**Exercise instructions:** Rewrite the lines of the records below as a Markdown table with two columns, Row and Line, covering the line that contains "of the hillside" through the end of the records. Number each row and leave out blank lines.

**Data records:**
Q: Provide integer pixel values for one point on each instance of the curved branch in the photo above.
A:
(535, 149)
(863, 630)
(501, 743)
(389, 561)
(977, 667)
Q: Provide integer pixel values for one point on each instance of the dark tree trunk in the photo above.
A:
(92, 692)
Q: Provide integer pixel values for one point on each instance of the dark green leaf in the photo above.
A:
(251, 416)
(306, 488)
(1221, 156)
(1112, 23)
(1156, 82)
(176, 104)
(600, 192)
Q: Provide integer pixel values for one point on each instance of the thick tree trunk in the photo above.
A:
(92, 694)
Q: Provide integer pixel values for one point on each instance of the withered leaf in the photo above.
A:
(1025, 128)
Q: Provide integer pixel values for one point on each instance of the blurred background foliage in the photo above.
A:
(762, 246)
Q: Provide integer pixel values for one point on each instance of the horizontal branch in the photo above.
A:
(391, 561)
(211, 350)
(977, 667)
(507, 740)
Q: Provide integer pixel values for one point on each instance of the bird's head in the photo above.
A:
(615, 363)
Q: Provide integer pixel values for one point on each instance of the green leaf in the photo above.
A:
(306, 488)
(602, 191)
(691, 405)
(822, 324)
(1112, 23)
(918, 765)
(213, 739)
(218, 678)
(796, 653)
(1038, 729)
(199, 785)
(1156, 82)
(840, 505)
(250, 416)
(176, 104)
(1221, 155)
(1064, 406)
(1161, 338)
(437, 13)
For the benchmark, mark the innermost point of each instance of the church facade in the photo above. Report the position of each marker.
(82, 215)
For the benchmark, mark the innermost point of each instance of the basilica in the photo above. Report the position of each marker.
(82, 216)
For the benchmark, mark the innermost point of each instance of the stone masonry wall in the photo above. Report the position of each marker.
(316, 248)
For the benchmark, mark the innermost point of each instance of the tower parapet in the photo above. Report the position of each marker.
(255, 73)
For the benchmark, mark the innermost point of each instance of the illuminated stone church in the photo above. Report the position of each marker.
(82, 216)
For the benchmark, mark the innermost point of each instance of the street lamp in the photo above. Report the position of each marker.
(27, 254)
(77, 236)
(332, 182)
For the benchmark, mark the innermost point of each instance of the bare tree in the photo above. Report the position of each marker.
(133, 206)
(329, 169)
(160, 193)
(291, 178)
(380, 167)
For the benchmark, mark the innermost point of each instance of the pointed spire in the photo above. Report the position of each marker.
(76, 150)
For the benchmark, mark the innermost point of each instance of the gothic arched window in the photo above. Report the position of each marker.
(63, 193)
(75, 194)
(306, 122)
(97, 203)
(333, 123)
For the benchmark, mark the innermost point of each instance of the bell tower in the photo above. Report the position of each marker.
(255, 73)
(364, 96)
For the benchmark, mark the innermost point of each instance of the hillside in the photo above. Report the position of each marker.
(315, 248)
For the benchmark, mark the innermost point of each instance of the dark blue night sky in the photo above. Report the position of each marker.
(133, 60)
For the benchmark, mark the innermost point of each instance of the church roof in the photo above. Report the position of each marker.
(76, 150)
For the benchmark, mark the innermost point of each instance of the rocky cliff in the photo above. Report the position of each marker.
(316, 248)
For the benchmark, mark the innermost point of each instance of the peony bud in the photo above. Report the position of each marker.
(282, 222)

**Task result:**
| Row | Line |
|---|---|
| 1 | For the benchmark, mark the innermost point of each instance of the hillside in the photo above. Report the position of each marker. |
| 2 | (315, 248) |
| 3 | For the benchmark, mark the innermost point of each instance of the dark blue night sky in the photo above. Report the position of each marker. |
| 4 | (133, 60) |
| 5 | For the benchmark, mark the innermost point of each instance of the church roof in the photo above. Report the position of each marker. |
| 6 | (76, 150) |
| 7 | For the benchmark, mark the innermost point of each instance of the rocky cliff in the photo above. Report the position of each marker. |
| 8 | (316, 248) |
| 9 | For the benchmark, mark the innermost point of each instance of the peony bud in the photo above. Report the position of each marker. |
| 10 | (282, 222) |